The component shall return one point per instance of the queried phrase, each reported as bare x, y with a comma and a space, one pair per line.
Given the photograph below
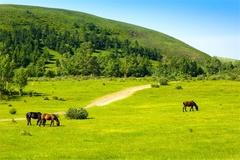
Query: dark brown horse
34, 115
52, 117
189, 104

******************************

◆ **Your instructions**:
Please go through the items above again, swapping "photograph" for "image" and leaving everything else unchanged. Leave out the pictures.

◆ **Full output**:
The component shall return one point per instance of the queried phrase, each reported as bare x, y with a comma and a space, one pair per line.
Given the image below
Query: dark brown horse
34, 115
52, 117
189, 104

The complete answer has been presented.